• GIVEN PROBLEM 1
Using the text on planning for retirement, decide whether each statement agrees with it. Answer yes or no for each, and quote the words from the text that decide it.
(a) Lincoln Financial's research found that one in twenty retirees actively spend down their assets in retirement.
(b) Sharon Carson says people should start envisioning their retirement in their mid-60s.
(c) Sharon Carson is executive director of J.P. Morgan Asset Management.
• GIVEN PROBLEM 2
The text on planning for retirement names the things you should start thinking about once you begin envisioning retirement. List them all.
• GIVEN PROBLEM 3
Write the next part of the text on planning for retirement, picking up after its last sentence.

Lincoln Financial found through its research that only one in twenty retirees actively spend down their assets in retirement, while two in three are preserving it for future expenses at the cost of enjoying the present.

“They are spending so much time worrying versus actually enjoying it,” he says.

But it doesn’t have to be that way. Here are three steps you can take to plan for your passion in retirement.

Step One: Think about your retirement passion

When planning for your passion in retirement, the first step is to really think about what you want to do once you stop working. It's something many people don’t give much thought to, but without a plan, you won’t have permission to spend.

“Some people are very excited and have a whole list of things they want to do in retirement, and for other people, their whole life is centered around work and they don’t think about it,” says Sharon Carson, executive director of J.P. Morgan Asset Management. “You can’t plan for it if you don't know what it is.”

Carson says people should start envisioning what their retirement will look like in their mid-50s. It doesn’t have to be etched in stone at that point and will undoubtedly be fluid, but you should start thinking about where you want to live, what you want to do and what will give you a sense of purpose, a reason to get up in the morning.

The answer will be different for everyone. For some, it could mean moving to a 50-plus retirement community and living a social and active lifestyle. For others, it could mean staying put and pursuing a new career, hobby or volunteer work. Moreover, they may want to live close to their grandchildren, travel the world, or live a life of leisure, splitting their time on the golf course and a cabin in the mountains. Regardless, without the vision, you can’t begin to plan both financially and emotionally for your future.

• DATASET EXTRACT
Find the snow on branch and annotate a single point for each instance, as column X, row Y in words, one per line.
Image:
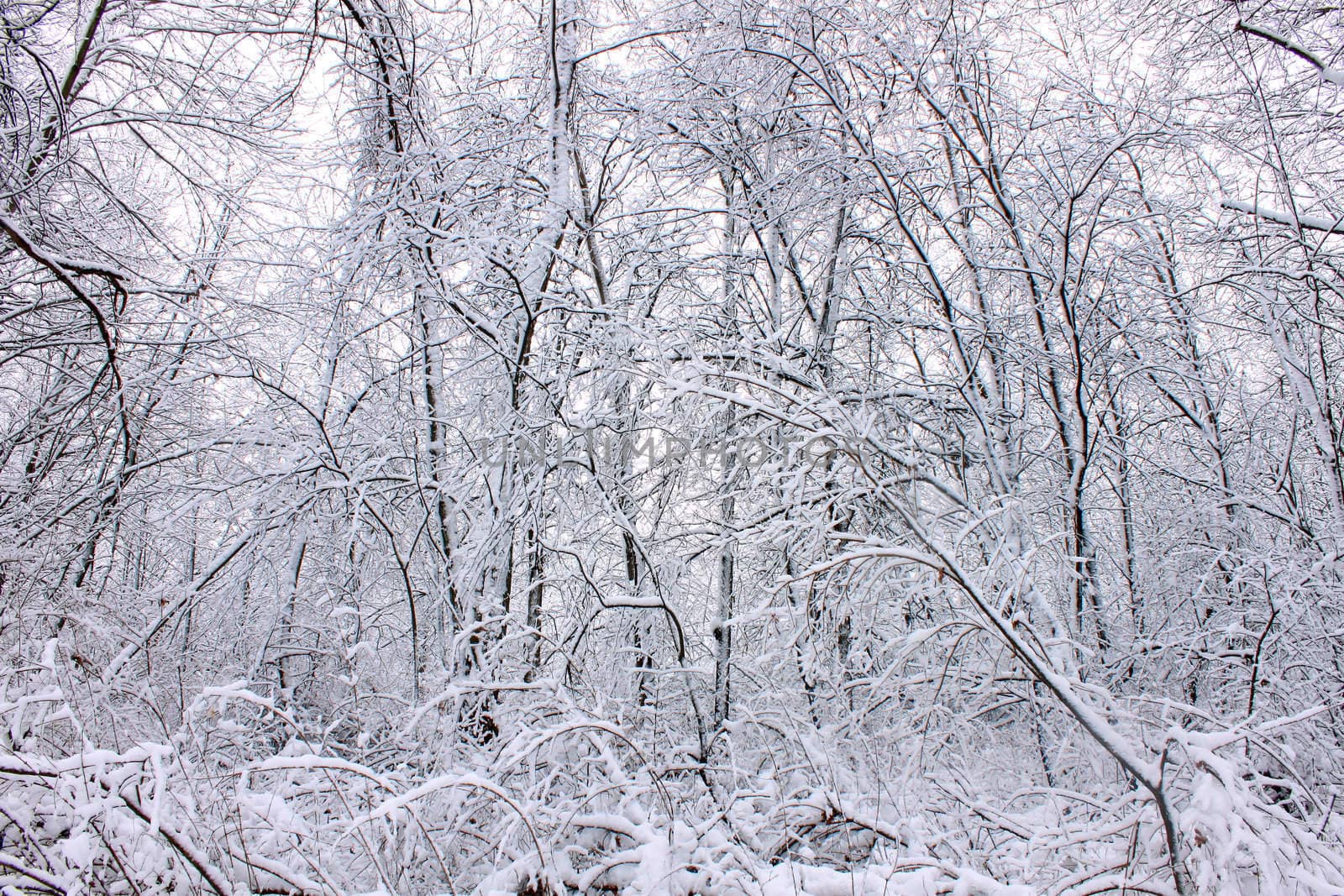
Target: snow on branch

• EXERCISE OUTPUT 1
(a) Yes. "only one in twenty retirees actively spend down their assets in retirement"
(b) No. "Carson says people should start envisioning what their retirement will look like in their mid-50s."
(c) Yes. "says Sharon Carson, executive director of J.P. Morgan Asset Management"

• EXERCISE OUTPUT 2
- where you want to live
- what you want to do
- what will give you a sense of purpose, a reason to get up in the morning

• EXERCISE OUTPUT 3
Eric Dostal, managing director at Wealthspire Advisors, helps clients envision their passion in retirement by putting together a list of everything they want to do once they retire and forcing them to be as specific as possible.

They can’t just say I want to retire and sit on the beach or play golf, but instead, list what they will do every day for the next ten, fifteen, and even twenty years of their retirement. Then he asks them if they can see themselves doing that day in and day out. “It makes them think about it a little more and can be really helpful,” he says.

Step two: Test out what your retirement will look like

Once you know what your retirement passion is, next up is to give it a test drive. This should help you ensure your retirement dream is something you’ll actually want to pursue full-time..

Sandra McPeak, a financial adviser at Wells Fargo, recalled one married client who decided she wanted to retire at 50 and travel while her husband continued to work. She was sure they could afford to live off one income, but once she quit, she didn’t travel as much as she thought she would, and when she was home, she was bored.

Plus, she realized they could still use the second income, but when she tried to get her old job back, she wasn’t able to get that or a similar one.

“It’s like musical chairs,” says McPeak. “Once you give up your chair, someone else will grab your chair, and when you decide you want your chair, there are no chairs left.”

That’s why McPeak says to use all your time off to test drive the passion and see if it’s something you want to do all the time. You may find you don’t love it as much as you thought, or that doing it part-time is a better option, or you may find you can’t wait to retire to get busy on your next chapter.

Step three: Figure out if you can afford it and plan accordingly

Once you decide on your passion, you can then get to work planning for it emotionally and financially. Sometimes there will be a cost — say you want to buy a boat and sail around the world — and sometimes it's more about being purposeful about how you spend the time.

With an idea in mind, you can scale up or down your financial plan, including how you save and invest to achieve those goals, says Dostal.

The planning can be more general the younger you are, but as you move closer to retirement, the more particular you need to be. “It will take some time and thought,” says Carson. “You can refine the plan as you get closer.”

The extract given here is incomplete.